Applications of Recombinant DNA Technology

Recombinant DNA Technology stands as a cornerstone of modern science with far-reaching applications across numerous fields.

• Advancement in Medicine:
  • It enables the production of vital biopharmaceuticals, particularly therapeutic proteins like insulin, growth hormone, and clotting factors.
  • Customized Therapeutics enables the production of personalised medicines tailored to an individual’s genetic makeup, leading to more effective and targeted treatments.
• Gene Therapy:
  • It offers the potential to treat genetic disorders by replacing or repairing faulty genes.
  • It is helpful in treating a wide range of diseases, like cystic fibrosis, muscular dystrophy, and certain types of cancer.
• Recombinant Vaccines: RDT can be used to develop vaccines for a variety of diseases, using vectors like bacteria, yeasts, viruses (phage), etc.
• Immunotherapy: RDT contributes to the development of immunotherapies for example, T-cell therapy, which harnesses the body’s own immune system to target and destroy cancer cells.
• Agricultural Advancements:
  • It is used to cultivate Genetically modified (GM) crops that have transformed agriculture. Example: BT cotton.
  • These crops possess traits like pest resistance, drought tolerance, and improved nutritional content.
• Bioremediation and Environmental Protection:
  • Environmental biotechnology indicates that Genetically-modified microbes such as bacteria, yeast and filamentous fungi can remove heavy metals from aqueous solutions.
  • For example, Escherichia coli strain JM109 has the ability to remove mercury from contaminated water or soil.
• Targeted Drug Delivery: 
  • It enables the design and production of drug-delivery systems that can precisely target specific tissues or cells within the body.
  • This increases the effectiveness of treatments while minimizing side effects.
• Molecular diagnosis (RDT plus PCR):
  • It plays a critical role in diagnostic techniques, allowing for the detection of specific DNA sequences associated with diseases or pathogens.
  • It is helpful in early detection and monitoring of various conditions.
• Industrial Applications:
  • It is used in the production of recombinant enzymes to produce sugar, cheese, biofuels, important chemicals, etc.

** Work to complete **
• a. Quote the passage of the text about recombinant DNA technology that opens with the words containing "Recombinant DNA Technology stands" and closes with "and targeted treatments.".
• b. Using the text about recombinant DNA technology, explain in one to three sentences why drug-delivery systems produced with this technology make treatments better.
• c. Answer these from the text about recombinant DNA technology:
(i) Which bacterial strain can remove mercury from contaminated water or soil?
(ii) What crop is given as an example of a genetically modified crop?
(iii) Which three therapeutic proteins are named as products?
Rely on the text about recombinant DNA technology and nothing else.

[Collected data]
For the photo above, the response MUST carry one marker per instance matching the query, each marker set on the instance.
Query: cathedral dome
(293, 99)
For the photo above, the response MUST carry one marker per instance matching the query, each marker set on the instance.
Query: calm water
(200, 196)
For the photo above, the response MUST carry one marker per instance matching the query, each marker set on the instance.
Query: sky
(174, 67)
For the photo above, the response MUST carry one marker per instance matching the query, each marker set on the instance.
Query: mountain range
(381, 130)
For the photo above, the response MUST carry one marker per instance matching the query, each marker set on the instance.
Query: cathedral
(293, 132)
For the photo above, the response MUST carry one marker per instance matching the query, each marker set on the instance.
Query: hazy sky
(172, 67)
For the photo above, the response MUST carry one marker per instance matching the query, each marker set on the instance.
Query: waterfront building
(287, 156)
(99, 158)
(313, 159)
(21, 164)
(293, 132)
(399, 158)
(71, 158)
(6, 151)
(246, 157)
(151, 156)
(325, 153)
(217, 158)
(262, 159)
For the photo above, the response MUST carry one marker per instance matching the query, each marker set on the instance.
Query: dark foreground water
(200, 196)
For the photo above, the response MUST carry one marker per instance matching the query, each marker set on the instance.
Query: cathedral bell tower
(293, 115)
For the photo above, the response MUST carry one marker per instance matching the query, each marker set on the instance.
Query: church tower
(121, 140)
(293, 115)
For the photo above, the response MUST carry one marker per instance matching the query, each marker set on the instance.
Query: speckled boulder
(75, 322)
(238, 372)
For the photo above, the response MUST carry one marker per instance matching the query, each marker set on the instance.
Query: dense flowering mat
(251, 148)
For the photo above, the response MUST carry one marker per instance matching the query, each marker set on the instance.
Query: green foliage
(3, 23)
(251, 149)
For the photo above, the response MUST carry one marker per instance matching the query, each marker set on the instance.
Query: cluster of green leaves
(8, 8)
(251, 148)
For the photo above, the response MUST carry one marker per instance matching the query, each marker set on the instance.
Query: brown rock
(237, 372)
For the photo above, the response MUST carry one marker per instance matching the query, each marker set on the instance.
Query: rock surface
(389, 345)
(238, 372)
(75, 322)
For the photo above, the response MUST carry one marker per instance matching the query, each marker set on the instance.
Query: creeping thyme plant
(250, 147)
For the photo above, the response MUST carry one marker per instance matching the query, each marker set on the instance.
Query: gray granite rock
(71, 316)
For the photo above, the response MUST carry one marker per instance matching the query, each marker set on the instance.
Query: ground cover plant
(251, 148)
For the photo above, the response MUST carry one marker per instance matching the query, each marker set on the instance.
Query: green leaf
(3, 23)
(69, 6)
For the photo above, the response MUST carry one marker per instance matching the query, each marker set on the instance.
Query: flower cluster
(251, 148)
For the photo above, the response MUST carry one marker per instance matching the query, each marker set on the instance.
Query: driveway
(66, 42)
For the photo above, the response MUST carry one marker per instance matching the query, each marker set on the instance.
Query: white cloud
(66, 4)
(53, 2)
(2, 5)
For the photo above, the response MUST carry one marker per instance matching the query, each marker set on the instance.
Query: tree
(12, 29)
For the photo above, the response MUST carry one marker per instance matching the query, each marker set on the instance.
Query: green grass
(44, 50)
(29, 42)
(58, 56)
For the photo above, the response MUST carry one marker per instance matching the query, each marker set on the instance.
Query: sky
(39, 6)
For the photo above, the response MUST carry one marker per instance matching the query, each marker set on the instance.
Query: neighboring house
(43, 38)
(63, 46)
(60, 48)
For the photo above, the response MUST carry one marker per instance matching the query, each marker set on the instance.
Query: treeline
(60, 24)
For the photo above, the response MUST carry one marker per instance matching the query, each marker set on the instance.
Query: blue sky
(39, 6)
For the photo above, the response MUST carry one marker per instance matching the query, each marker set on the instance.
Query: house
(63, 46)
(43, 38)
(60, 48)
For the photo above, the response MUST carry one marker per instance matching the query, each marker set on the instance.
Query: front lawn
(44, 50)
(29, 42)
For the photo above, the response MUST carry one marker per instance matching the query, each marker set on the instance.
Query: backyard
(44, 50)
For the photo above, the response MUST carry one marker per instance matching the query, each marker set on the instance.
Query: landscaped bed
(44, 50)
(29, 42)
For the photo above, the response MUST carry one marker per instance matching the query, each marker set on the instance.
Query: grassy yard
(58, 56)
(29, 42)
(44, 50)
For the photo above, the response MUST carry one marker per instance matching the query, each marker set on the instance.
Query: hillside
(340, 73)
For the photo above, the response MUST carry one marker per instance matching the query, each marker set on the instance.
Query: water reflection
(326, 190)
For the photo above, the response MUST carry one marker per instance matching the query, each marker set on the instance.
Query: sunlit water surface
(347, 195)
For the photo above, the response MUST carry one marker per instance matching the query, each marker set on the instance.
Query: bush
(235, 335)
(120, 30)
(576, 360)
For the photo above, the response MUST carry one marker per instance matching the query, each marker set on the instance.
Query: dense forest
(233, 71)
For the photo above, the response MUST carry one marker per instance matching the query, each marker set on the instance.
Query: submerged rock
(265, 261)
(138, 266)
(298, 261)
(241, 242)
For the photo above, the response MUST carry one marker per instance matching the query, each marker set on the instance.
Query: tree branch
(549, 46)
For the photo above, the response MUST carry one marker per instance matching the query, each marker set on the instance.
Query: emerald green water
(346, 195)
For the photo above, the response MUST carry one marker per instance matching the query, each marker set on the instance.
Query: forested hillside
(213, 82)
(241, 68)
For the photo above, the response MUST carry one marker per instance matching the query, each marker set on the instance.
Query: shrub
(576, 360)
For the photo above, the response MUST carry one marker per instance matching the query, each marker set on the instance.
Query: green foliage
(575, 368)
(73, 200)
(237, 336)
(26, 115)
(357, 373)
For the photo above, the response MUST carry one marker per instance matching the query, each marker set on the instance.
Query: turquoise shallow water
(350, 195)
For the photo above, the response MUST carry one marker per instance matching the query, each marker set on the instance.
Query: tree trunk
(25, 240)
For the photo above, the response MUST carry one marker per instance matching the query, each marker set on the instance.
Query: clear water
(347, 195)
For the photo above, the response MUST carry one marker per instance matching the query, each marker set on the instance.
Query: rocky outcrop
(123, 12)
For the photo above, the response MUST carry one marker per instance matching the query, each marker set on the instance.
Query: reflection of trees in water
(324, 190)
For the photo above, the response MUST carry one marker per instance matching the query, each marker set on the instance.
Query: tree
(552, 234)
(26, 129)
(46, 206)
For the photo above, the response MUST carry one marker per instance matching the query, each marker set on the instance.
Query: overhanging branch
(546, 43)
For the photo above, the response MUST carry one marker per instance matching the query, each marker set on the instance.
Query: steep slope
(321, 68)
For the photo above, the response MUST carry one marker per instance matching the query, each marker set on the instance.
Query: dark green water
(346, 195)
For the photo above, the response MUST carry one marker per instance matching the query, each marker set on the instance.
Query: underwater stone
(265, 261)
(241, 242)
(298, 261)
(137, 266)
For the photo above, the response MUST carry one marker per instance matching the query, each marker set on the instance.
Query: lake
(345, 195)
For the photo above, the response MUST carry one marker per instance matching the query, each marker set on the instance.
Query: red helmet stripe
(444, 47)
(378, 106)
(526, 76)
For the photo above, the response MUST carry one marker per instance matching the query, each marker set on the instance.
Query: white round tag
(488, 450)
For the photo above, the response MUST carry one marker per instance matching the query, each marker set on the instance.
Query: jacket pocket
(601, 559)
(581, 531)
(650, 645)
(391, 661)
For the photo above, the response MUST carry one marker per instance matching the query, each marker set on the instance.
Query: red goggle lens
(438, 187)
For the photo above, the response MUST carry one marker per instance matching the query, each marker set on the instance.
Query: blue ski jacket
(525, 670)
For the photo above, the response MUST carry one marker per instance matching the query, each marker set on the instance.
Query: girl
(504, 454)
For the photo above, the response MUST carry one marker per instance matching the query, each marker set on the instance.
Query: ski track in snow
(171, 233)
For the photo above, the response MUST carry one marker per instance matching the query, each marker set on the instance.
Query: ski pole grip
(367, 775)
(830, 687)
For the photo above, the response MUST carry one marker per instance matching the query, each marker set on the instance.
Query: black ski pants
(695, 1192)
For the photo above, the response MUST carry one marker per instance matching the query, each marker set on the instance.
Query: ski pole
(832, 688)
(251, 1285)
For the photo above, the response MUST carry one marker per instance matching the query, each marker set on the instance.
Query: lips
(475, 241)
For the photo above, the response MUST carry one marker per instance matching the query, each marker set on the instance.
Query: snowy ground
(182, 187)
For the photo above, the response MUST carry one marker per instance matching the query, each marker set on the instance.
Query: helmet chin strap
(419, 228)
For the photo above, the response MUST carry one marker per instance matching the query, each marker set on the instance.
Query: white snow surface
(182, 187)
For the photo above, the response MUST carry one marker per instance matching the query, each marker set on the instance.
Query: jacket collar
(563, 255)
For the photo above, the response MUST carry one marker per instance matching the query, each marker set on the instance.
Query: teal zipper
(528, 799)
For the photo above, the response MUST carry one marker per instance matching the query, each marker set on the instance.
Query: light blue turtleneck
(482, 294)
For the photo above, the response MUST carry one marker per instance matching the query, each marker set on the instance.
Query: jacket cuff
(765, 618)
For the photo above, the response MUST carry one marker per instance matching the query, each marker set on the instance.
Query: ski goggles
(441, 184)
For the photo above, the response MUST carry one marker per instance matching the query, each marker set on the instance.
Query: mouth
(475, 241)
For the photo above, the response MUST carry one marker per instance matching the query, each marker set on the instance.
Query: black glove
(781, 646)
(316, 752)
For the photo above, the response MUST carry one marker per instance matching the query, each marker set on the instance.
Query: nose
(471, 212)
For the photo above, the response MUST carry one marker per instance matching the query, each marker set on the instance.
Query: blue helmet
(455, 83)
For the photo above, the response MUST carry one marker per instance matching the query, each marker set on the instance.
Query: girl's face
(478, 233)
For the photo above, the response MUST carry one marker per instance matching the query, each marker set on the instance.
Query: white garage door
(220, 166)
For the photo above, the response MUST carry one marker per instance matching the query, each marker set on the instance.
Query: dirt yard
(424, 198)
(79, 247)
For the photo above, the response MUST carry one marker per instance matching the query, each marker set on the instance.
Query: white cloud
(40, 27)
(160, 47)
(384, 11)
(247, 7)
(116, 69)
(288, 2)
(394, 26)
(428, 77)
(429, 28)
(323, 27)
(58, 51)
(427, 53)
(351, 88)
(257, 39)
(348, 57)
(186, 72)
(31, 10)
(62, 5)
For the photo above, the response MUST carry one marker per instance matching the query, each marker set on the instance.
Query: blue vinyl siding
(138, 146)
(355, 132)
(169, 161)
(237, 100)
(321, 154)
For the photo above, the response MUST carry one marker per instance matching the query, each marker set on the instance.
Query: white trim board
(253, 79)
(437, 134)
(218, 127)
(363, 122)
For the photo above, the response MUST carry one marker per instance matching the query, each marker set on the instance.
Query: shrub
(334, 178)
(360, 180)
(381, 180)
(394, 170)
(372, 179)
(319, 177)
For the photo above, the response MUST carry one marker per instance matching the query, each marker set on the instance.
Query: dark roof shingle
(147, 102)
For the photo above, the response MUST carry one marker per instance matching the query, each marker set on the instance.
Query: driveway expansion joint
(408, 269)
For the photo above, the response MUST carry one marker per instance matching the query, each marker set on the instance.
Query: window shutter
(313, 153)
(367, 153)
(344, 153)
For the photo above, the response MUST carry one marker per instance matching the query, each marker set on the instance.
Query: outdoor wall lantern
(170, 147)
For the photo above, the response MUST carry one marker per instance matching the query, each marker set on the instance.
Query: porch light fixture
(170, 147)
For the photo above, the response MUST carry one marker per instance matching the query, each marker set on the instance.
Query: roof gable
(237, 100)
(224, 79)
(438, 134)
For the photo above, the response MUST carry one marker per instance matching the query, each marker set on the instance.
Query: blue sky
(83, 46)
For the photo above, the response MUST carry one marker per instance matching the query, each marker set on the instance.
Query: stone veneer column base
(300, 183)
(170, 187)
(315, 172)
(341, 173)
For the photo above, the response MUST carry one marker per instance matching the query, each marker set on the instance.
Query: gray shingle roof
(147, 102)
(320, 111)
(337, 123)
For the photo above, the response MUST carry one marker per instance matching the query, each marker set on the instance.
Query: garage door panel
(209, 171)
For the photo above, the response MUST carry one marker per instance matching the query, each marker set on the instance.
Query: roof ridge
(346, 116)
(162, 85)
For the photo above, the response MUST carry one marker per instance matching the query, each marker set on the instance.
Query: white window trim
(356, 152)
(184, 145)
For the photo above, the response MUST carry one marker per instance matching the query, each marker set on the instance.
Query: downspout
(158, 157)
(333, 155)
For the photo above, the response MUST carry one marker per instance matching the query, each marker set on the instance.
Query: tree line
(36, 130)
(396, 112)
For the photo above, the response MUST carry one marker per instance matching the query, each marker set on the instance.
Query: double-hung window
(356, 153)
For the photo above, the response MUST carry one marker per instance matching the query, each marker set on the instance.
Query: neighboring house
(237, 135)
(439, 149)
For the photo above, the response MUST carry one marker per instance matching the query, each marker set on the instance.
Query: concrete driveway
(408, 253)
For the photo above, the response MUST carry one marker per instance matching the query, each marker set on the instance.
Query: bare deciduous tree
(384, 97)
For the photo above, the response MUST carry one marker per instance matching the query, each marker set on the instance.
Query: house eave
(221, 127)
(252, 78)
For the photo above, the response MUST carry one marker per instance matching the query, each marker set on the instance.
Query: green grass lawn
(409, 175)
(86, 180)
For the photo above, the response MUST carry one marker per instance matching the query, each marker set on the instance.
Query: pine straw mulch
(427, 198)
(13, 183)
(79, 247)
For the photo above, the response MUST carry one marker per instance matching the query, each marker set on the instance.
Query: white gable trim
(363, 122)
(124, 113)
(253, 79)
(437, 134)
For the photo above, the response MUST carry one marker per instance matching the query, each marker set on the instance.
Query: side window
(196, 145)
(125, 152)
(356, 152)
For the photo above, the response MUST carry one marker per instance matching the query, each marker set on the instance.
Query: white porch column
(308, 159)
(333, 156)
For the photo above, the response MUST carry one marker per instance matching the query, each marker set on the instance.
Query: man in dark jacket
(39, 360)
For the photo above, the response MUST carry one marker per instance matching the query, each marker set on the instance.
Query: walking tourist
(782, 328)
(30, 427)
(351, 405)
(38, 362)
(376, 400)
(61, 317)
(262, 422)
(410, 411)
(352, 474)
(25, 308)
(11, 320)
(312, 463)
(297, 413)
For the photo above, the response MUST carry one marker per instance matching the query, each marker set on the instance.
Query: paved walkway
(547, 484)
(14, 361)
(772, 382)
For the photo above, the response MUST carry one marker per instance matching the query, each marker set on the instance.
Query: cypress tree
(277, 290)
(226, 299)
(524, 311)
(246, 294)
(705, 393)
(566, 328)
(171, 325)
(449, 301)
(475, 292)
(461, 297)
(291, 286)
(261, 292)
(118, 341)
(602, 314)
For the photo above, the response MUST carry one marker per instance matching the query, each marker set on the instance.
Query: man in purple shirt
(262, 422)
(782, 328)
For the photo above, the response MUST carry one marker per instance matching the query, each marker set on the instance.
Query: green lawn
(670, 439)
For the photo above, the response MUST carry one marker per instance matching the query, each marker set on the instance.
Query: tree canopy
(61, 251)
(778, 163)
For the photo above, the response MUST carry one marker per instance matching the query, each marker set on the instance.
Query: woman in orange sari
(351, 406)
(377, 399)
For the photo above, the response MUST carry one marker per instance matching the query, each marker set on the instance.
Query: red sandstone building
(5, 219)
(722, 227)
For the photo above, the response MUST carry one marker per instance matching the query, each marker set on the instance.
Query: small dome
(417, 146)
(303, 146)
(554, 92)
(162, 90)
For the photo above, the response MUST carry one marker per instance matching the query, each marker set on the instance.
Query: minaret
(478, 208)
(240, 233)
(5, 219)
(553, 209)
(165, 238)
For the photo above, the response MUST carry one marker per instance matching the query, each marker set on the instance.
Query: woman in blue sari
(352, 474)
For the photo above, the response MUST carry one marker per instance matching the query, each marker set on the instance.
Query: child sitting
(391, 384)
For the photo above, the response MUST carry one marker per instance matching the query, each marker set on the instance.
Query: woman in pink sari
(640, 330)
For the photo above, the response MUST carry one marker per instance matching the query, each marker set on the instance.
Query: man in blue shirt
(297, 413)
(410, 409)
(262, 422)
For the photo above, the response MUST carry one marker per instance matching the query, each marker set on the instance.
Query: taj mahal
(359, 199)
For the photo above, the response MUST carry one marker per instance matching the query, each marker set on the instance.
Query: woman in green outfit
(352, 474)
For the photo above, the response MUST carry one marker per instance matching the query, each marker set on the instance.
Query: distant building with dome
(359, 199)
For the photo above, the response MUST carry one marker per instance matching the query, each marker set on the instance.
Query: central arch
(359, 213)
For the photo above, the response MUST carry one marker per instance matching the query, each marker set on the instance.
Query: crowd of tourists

** Solutions per task **
• a.
Recombinant DNA Technology stands as a cornerstone of modern science with far-reaching applications across numerous fields.

• Advancement in Medicine:
  • It enables the production of vital biopharmaceuticals, particularly therapeutic proteins like insulin, growth hormone, and clotting factors.
  • Customized Therapeutics enables the production of personalised medicines tailored to an individual’s genetic makeup, leading to more effective and targeted treatments.

• b. These systems can precisely target specific tissues or cells within the body. Because of this, treatments become more effective and cause fewer side effects.

• c.
(i) Escherichia coli strain JM109
(ii) BT cotton
(iii) Insulin, growth hormone, and clotting factors